Items listed in a dataset:
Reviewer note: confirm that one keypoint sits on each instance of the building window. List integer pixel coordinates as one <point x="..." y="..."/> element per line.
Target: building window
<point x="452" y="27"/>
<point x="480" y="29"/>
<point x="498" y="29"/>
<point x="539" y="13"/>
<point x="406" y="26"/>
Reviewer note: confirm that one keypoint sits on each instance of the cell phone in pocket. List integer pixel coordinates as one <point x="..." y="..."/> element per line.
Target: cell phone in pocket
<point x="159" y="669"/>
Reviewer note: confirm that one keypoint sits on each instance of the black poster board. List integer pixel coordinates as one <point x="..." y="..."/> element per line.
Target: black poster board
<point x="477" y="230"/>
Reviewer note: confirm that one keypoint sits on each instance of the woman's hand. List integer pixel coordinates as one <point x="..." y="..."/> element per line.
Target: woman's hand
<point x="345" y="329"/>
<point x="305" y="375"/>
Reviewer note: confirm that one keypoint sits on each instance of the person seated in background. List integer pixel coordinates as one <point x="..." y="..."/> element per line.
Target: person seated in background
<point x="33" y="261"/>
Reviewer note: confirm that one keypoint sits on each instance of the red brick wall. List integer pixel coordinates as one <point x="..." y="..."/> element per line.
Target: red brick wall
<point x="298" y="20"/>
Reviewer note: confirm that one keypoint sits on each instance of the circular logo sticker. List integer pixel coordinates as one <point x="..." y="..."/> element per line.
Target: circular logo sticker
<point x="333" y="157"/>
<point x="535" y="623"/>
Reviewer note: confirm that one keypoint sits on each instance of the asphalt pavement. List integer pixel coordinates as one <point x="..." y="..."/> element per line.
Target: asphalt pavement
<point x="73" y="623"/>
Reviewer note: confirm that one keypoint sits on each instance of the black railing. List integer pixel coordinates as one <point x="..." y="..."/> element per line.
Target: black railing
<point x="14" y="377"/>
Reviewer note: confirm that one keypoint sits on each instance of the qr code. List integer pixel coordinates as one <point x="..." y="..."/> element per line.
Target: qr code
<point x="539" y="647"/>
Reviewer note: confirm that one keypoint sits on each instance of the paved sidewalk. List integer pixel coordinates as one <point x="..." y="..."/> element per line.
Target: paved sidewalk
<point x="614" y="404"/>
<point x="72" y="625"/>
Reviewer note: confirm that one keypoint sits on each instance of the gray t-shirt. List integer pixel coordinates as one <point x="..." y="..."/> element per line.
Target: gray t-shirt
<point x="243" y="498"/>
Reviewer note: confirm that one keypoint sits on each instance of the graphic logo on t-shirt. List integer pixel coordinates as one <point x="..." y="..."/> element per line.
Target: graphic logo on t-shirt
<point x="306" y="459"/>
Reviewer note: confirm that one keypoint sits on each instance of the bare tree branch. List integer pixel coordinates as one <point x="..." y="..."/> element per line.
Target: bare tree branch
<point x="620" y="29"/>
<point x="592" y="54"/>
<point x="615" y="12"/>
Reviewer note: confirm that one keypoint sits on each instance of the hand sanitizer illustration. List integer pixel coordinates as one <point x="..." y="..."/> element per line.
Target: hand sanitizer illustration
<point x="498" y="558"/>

▶ Task objective
Copy every record exactly, with nothing added or dropped.

▶ Task output
Reviewer note: confirm that one keypoint sits on each instance of the building window. List integer pixel coordinates as one <point x="..." y="..."/> element per line.
Target: building window
<point x="452" y="27"/>
<point x="480" y="29"/>
<point x="498" y="29"/>
<point x="539" y="13"/>
<point x="406" y="26"/>
Reviewer note: confirm that one keypoint sits on each instance of the cell phone in pocket. List integer pixel coordinates as one <point x="..." y="..."/> element per line.
Target: cell phone in pocket
<point x="159" y="669"/>
Reviewer note: confirm that one keypoint sits on each instance of the black poster board. List integer pixel coordinates as one <point x="..." y="..."/> element per line.
Target: black poster board
<point x="477" y="230"/>
Reviewer note: confirm that one keypoint sits on each instance of the woman's hand. List integer pixel coordinates as one <point x="..." y="..."/> element per line.
Target: woman's hand
<point x="345" y="329"/>
<point x="305" y="375"/>
Reviewer note: confirm that one keypoint sits on each instance of the person seated in background. List integer pixel coordinates as one <point x="..." y="..."/> element per line.
Target: person seated in background
<point x="33" y="261"/>
Reviewer note: confirm that one keypoint sits on each instance of the red brick wall. List integer pixel coordinates as one <point x="..." y="..."/> element per line.
Target: red brick wall
<point x="298" y="20"/>
Reviewer note: confirm that one keypoint sits on each instance of the circular logo sticker. List integer pixel coordinates as one <point x="..." y="..."/> element per line.
Target: circular logo sticker
<point x="333" y="157"/>
<point x="535" y="623"/>
Reviewer note: confirm that one keypoint sits on each instance of the asphalt pavement. List integer pixel coordinates as one <point x="..." y="..."/> element per line.
Target: asphalt pavement
<point x="73" y="623"/>
Reviewer note: confirm that one keypoint sits on each instance of the black railing. List integer pixel coordinates as one <point x="..." y="..."/> element per line.
Target: black railing
<point x="14" y="377"/>
Reviewer note: confirm that one keypoint sits on each instance of the qr code. List integer pixel coordinates as one <point x="..." y="..."/> element per line.
Target: qr code
<point x="539" y="647"/>
Reviewer note: confirm that one keypoint sits on each instance of the paved sidewalk. List integer pixel coordinates as one <point x="..." y="..."/> element per line.
Target: paved sidewalk
<point x="614" y="404"/>
<point x="72" y="625"/>
Reviewer note: confirm that one keypoint sits on each instance of the gray t-shirt. List integer pixel coordinates as one <point x="..." y="..."/> element per line.
Target: gray t-shirt
<point x="243" y="498"/>
Reviewer note: confirm that one keypoint sits on each instance of the graphic logo on t-shirt. List integer pixel coordinates as one <point x="..." y="..."/> element per line.
Target: graphic logo on t-shirt
<point x="306" y="459"/>
Reviewer note: confirm that one keypoint sits on each instance of the bare tree branch. List integer pixel coordinates as one <point x="..." y="..."/> element per line.
Target: bare tree branch
<point x="620" y="29"/>
<point x="592" y="54"/>
<point x="615" y="12"/>
Reviewer note: confirm that one keypoint sits on each instance of the hand sanitizer illustration. List integer pixel coordinates as one <point x="..." y="..."/> element per line.
Target: hand sanitizer illustration
<point x="498" y="558"/>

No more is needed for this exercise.